§ **EXERCISE PROMPT**
Look through the listing for the string "edge" and copy out every line that holds it.
==== AVAILABLE RECORDS ====
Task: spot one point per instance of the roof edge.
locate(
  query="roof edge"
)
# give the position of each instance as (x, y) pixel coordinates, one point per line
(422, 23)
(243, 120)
====
§ **SOLUTION TO THE EXERCISE**
Task: spot one point per instance of the roof edge.
  query="roof edge"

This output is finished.